EXCERPT TO READ:

※ ※ ※

Akhmatova herself considered Meyerhold’s work a mainspring for the creation of Poem Without a Hero. She tied its genesis to her impressions of his 1917 production of Lermontov’s drama Masquerade. The play sounded then like a requiem for imperial Petersburg; it was that memorial note that Akhmatova captured in Poem Without a Hero.

Another Meyerhold production that may have played as great a role in the genesis of Poem Without a Hero was his innovative 1935 production in Leningrad of The Queen of Spades. Akhmatova had a complex relationship with this work. She was captivated by Tchaikovsky’s music, and besides, The Queen of Spades was a favorite of Blok and Arthur Lourié, who both considered it central to the Petersburg mythos.35

In a published letter Blok identified Pushkin’s Bronze Horseman, Lermontov’s Masquerade, and Tchaikovsky’s Queen of Spades as variations on the same Petersburg theme. For him magical Petersburg was a city of masquerades (carnivals) where “‘Apollonic’ Pushkin fell into the abyss, pushed there by Tchaikovsky—magus and musician.” Akhmatova, who studied Blok’s letters closely, could not have missed this observation. But she was shocked by the liberties taken in Tchaikovsky’s opera, radically transforming its literary source, the Pushkin story.36 Part of what made Meyerhold’s production of the opera so memorable was that the director tried to “re-Pushkinize” the plot, even commissioning a completely new libretto that revealed more sharply the linchpin of Tchaikovsky’s music—guilt and its redemption (this theme was clear in Lermontov’s Masquerade as well).

※ ※ ※

SUPPLIED MATERIAL:
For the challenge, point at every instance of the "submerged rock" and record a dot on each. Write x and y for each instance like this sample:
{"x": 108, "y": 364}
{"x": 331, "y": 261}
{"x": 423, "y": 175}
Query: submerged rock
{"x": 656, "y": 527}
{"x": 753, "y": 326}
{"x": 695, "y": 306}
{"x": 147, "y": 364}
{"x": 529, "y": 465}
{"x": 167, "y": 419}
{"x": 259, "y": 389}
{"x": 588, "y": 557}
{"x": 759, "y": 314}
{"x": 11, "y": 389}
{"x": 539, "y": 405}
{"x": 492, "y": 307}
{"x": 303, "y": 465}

※ ※ ※

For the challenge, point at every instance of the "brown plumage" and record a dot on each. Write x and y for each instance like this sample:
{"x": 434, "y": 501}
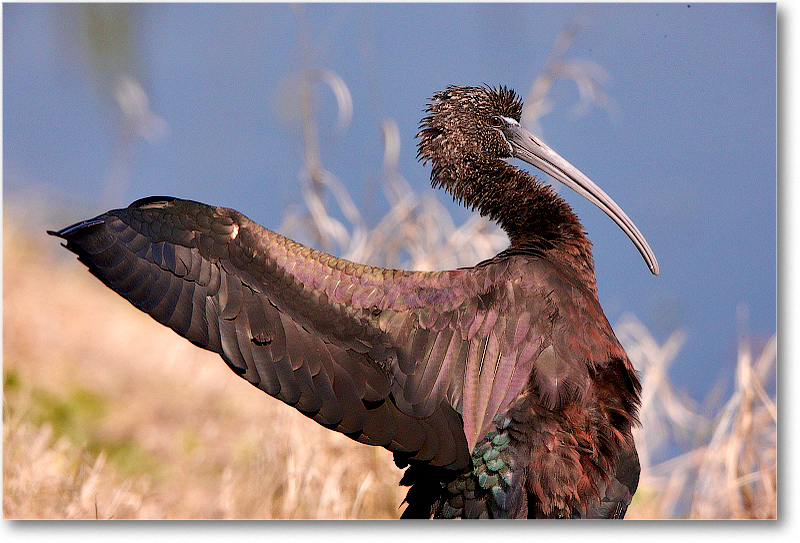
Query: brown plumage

※ ※ ※

WHAT TO WORK ON:
A. Answer these questions from the passage on Akhmatova and Meyerhold, one answer per line and marked the same way.
(i) Which Meyerhold production did Akhmatova tie to the genesis of Poem Without a Hero, and in what year was it staged?
(ii) In what city and year did Meyerhold stage The Queen of Spades?
(iii) Which three works did Blok identify as variations on the same Petersburg theme?
B. Sum up the passage on Akhmatova and Meyerhold in two sentences.
C. Reproduce the passage on Akhmatova and Meyerhold from "Akhmatova herself considered" up to and including "in Poem Without a Hero.".

RESPONSES PER TASK:
A.
(i) His production of Lermontov's drama Masquerade, staged in 1917.
(ii) In Leningrad, in 1935.
(iii) Pushkin's Bronze Horseman, Lermontov's Masquerade and Tchaikovsky's Queen of Spades.

B. Akhmatova tied the genesis of Poem Without a Hero to Meyerhold's 1917 production of Lermontov's Masquerade, and his 1935 Leningrad production of The Queen of Spades may have played as great a role. She was captivated by Tchaikovsky's music and studied Blok's letters, which placed the opera within the Petersburg theme, but she was shocked by how far it strayed from Pushkin's story, a plot that Meyerhold tried to "re-Pushkinize" with a completely new libretto.

C.
Akhmatova herself considered Meyerhold’s work a mainspring for the creation of Poem Without a Hero. She tied its genesis to her impressions of his 1917 production of Lermontov’s drama Masquerade. The play sounded then like a requiem for imperial Petersburg; it was that memorial note that Akhmatova captured in Poem Without a Hero.